[start]

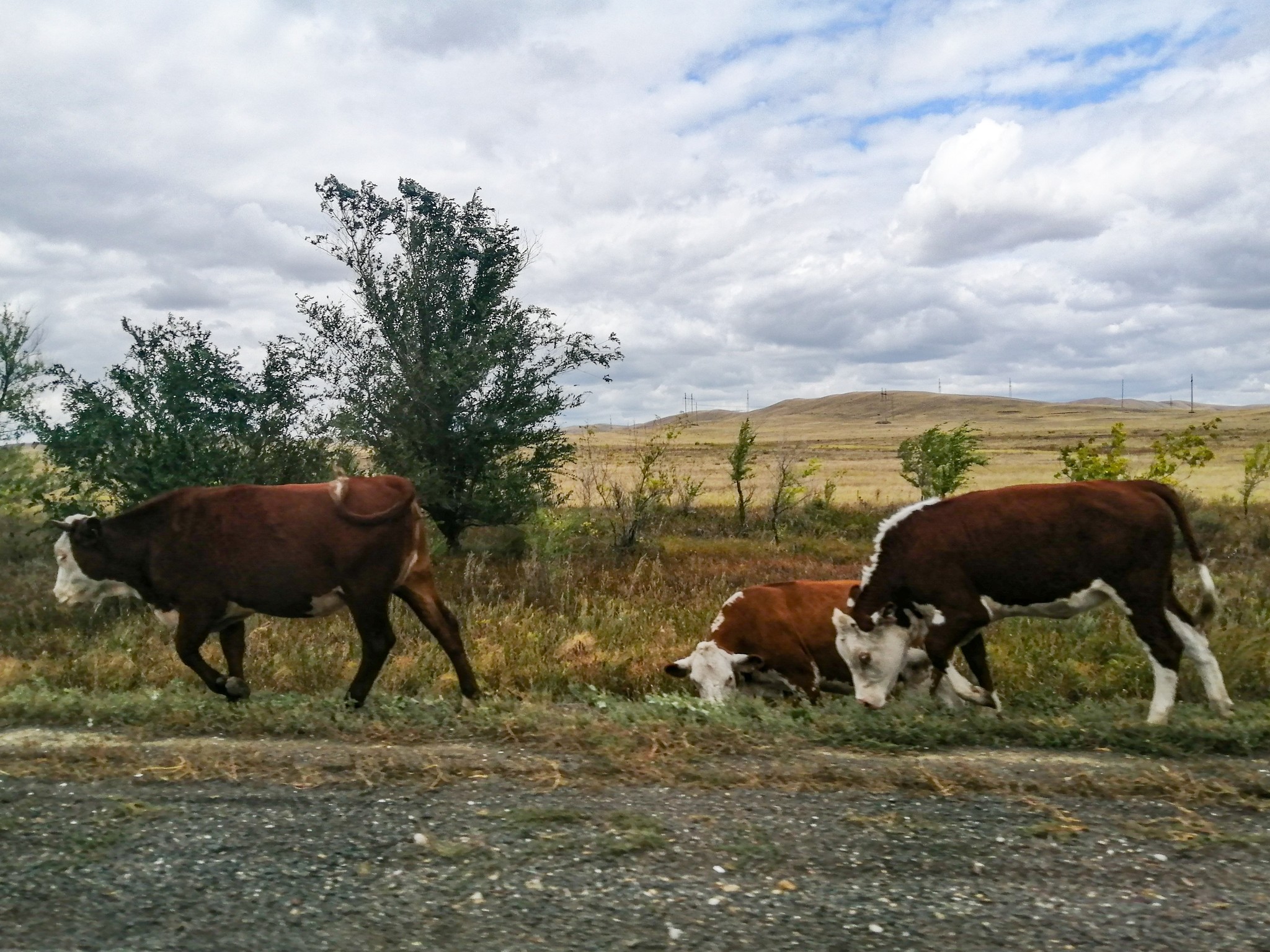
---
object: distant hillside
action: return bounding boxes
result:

[end]
[start]

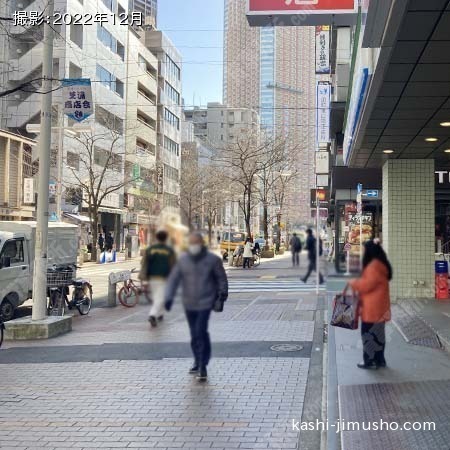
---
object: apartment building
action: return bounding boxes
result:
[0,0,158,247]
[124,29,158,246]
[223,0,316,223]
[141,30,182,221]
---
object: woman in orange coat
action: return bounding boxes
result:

[end]
[start]

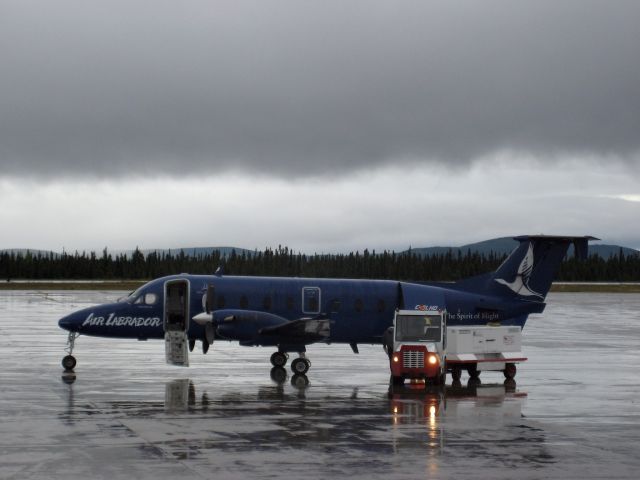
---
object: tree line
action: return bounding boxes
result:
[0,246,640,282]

[end]

Exercise directions | Please count the lines in the rows above that contain the string "object". Reply with the number only.

Output | 4